原文摘录
┌──
SQL 查询 - 长时间运行/占用 CPU 资源答案

【问题标题】：SQL Query - long running / taking up CPU resourceSQL 查询 - 长时间运行/占用 CPU 资源
【发布时间】：2018-10-17 08:57:24
【问题描述】：

您好，我有以下 SQL 查询，平均需要 40 分钟才能运行，它引用的其中一个表中有超过 700 万条记录。

我已经通过数据库调优顾问运行了这个并应用了所有建议，我还在 sql 的活动监视器中对其进行了评估，并且没有推荐进一步的索引等。

任何建议都会很棒，在此先感谢

WITH CTE AS 
(
    SELECT r.Id AS ResultId,
    r.JobId,
    r.CandidateId,
    r.Email,
    CAST(0 AS BIT) AS EmailSent,
    NULL AS EmailSentDate,
    'PICKUP' AS EmailStatus,
    GETDATE() AS CreateDate,
    C.Id AS UserId,
    C.Email AS UserEmail,
    NULL AS Subject
    FROM Result R
    INNER JOIN Job J ON R.JobId = J.Id
    INNER JOIN User C ON J.UserId = C.Id
    WHERE 
    ISNULL(J.Approved, CAST(0 AS BIT)) = CAST(1 AS BIT)
    AND ISNULL(J.Closed, CAST(0 AS BIT)) = CAST(0 AS BIT)
    AND ISNULL(R.Email,'') <> '' -- has an email address
    AND ISNULL(R.EmailSent, CAST(0 AS BIT)) = CAST(0 AS BIT) -- email has not been sent
    AND R.EmailSentDate IS NULL -- email has not been sent
    AND ISNULL(R.EmailStatus,'') = '' -- email has not been sent
    AND ISNULL(R.IsEmailSubscribe, 'True') <> 'False' -- not unsubscribed
    -- not already been emailed for this job
    AND NOT EXISTS (
        SELECT SMTP.Email
        FROM SMTP_Production SMTP
        WHERE SMTP.JobId = R.JobId AND SMTP.CandidateId = R.CandidateId
    )
└──
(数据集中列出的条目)
┌──
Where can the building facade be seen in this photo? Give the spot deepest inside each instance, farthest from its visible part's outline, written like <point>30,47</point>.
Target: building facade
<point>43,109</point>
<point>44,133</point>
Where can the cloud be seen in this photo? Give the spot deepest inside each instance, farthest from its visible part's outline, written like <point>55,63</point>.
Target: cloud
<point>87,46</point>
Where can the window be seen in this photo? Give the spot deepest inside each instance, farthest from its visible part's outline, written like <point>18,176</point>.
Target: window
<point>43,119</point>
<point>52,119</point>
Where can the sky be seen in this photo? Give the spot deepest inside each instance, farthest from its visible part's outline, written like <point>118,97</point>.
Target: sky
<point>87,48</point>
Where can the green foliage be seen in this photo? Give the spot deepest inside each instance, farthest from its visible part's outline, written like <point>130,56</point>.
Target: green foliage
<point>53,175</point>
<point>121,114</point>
└──
挑战任务
把原文中从“SQL 查询 - 长时间运行/占用 CPU 资源答案”一直到“我已经通过数据库调优顾问运行了这个并应用了所有建议，我还在 sql 的活动监视器中对其进行了评估，并且没有推荐进一步的索引等。”的全部内容重新写出，并将其中的“活动监视器”更新为“性能监视器”。

任务回答
SQL 查询 - 长时间运行/占用 CPU 资源答案

【问题标题】：SQL Query - long running / taking up CPU resourceSQL 查询 - 长时间运行/占用 CPU 资源
【发布时间】：2018-10-17 08:57:24
【问题描述】：

您好，我有以下 SQL 查询，平均需要 40 分钟才能运行，它引用的其中一个表中有超过 700 万条记录。

我已经通过数据库调优顾问运行了这个并应用了所有建议，我还在 sql 的性能监视器中对其进行了评估，并且没有推荐进一步的索引等。